PASSAGE SHOWN -
--- START ---
Dating from that evening a stranger visiting the convention might almost have thought that the sole object of the gathering was a discussion of the right of women to the ballot. Women floated through the corridors of the hotel talking suffrage. They talked suffrage in little groups in the dining-room, they discussed it in the street cars going to and from the convention.
The local suffrage clubs had planned a banquet to the visiting suffragists and had calculated a maximum of one hundred and fifty applications for tickets.
Three days before the banquet they had had nearly three hundred applications, and when the hour for the banquet arrived every available seat, the room’s limit of three hundred and seventy-five, was occupied. Outside were women offering ten dollars a plate and clamoring for the privilege of merely listening to the after-dinner speakers. Something must have happened in the course of those eight years to make such an astounding change in the attitude of the club women.
The fact is that until the club women had been at work at practical things for a long period of years, they did not realize the social value of their own activities. They thought of their work as benevolent and philanthropic. That they were performing community service, citizens’ service, they did not remotely dream. There is nothing surprising in their naivete. It is a fact that in this country, although every one knows that women own property, pay taxes, successfully manage their own business affairs, and do an astonishing amount of community work as well, no one ever thinks of them as citizens.
American men are accustomed to women in almost all trades and professions. It doesn’t astonish a New Yorker to see a hospital ambulance tearing down the street with a white-clad woman surgeon on the back seat. A woman lawyer, architect, editor, manufacturer, excites no particular notice. In the Western States men are beginning to elect women county treasurers, county superintendents of schools, and in Chicago, second largest city in the country, a Board of Education, overwhelmingly masculine, recently appointed a woman City Superintendent of Schools.
Yet to the vast majority of American men women do not look like citizens.
--- END ---
(Dataset records)
--- START ---
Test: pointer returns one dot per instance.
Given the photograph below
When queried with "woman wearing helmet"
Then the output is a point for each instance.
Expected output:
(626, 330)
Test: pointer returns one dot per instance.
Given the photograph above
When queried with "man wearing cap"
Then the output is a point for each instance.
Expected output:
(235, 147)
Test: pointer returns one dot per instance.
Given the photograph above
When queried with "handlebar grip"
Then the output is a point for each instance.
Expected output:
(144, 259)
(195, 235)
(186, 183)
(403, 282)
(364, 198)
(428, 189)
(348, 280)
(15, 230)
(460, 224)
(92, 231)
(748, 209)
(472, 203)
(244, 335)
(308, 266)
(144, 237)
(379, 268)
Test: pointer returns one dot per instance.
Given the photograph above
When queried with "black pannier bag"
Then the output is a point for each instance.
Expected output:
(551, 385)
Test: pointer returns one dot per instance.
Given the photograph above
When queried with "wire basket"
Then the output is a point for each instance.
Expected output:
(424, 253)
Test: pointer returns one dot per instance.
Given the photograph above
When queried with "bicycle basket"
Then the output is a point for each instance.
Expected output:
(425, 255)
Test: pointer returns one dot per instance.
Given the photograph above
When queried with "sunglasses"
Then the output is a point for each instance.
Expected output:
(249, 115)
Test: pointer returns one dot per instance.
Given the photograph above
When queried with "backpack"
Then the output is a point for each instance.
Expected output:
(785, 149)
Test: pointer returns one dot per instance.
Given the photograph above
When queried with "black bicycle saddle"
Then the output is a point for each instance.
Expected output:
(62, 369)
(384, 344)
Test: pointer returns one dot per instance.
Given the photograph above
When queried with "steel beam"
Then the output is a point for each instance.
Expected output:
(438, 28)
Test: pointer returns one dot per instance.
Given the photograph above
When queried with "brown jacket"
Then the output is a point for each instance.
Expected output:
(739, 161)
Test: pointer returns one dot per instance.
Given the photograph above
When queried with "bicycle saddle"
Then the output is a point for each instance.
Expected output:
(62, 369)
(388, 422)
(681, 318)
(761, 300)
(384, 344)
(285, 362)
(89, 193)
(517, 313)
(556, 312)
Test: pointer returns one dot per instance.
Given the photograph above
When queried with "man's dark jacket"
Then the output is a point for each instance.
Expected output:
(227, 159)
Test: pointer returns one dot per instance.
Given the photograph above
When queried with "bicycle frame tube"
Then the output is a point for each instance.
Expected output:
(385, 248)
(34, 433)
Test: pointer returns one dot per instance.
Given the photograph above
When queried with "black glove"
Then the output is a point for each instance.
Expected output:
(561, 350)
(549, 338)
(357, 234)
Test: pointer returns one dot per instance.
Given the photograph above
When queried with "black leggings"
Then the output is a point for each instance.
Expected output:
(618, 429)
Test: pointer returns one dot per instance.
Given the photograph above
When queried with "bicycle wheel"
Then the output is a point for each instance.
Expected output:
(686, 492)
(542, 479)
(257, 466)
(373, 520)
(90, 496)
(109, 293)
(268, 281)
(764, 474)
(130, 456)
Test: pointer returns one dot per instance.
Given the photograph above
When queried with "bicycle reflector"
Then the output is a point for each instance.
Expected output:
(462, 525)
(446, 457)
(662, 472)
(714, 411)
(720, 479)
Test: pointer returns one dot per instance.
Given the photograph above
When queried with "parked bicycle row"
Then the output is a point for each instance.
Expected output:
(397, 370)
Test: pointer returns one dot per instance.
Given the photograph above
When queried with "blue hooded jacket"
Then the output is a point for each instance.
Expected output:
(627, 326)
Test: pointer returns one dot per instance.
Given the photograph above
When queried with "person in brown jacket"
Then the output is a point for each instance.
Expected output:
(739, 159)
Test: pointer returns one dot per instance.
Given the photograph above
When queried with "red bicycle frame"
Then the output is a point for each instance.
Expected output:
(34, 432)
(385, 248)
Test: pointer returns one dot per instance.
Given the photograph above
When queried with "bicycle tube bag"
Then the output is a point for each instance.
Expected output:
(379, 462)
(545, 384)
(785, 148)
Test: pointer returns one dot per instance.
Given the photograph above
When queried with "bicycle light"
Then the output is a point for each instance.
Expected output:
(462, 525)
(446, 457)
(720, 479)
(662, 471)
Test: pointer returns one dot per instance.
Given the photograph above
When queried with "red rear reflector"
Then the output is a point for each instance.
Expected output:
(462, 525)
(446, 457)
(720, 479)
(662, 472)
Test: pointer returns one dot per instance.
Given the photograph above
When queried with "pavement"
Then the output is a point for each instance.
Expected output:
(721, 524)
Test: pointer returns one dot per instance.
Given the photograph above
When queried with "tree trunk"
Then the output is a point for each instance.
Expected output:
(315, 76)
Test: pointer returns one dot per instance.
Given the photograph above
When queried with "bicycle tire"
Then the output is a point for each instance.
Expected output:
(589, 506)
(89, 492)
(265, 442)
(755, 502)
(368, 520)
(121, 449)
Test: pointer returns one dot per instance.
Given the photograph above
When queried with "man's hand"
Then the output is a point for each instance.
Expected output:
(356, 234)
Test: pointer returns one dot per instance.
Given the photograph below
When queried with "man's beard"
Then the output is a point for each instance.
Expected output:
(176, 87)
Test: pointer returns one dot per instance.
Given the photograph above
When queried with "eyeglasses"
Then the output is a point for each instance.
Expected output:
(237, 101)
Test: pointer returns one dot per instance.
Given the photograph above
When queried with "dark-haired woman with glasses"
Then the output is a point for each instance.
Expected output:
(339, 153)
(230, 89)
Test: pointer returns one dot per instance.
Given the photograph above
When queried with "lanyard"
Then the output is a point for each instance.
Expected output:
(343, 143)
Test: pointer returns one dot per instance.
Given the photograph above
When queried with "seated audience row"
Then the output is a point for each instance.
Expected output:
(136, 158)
--- END ---
PARTS OF THE EXERCISE -
a – Copy word for word the part of the suffrage passage from "The local suffrage" to "the club women.".
b – Answer these questions using the suffrage passage:
(i) What maximum number of ticket applications had the local suffrage clubs calculated for the banquet?
(ii) What was the seating limit of the banquet room?
(iii) In Chicago, what body recently appointed a woman City Superintendent of Schools?

ANSWERS FOR THE TASKS -
a –
The local suffrage clubs had planned a banquet to the visiting suffragists and had calculated a maximum of one hundred and fifty applications for tickets.
Three days before the banquet they had had nearly three hundred applications, and when the hour for the banquet arrived every available seat, the room’s limit of three hundred and seventy-five, was occupied. Outside were women offering ten dollars a plate and clamoring for the privilege of merely listening to the after-dinner speakers. Something must have happened in the course of those eight years to make such an astounding change in the attitude of the club women.

b –
(i) One hundred and fifty.
(ii) Three hundred and seventy-five.
(iii) A Board of Education.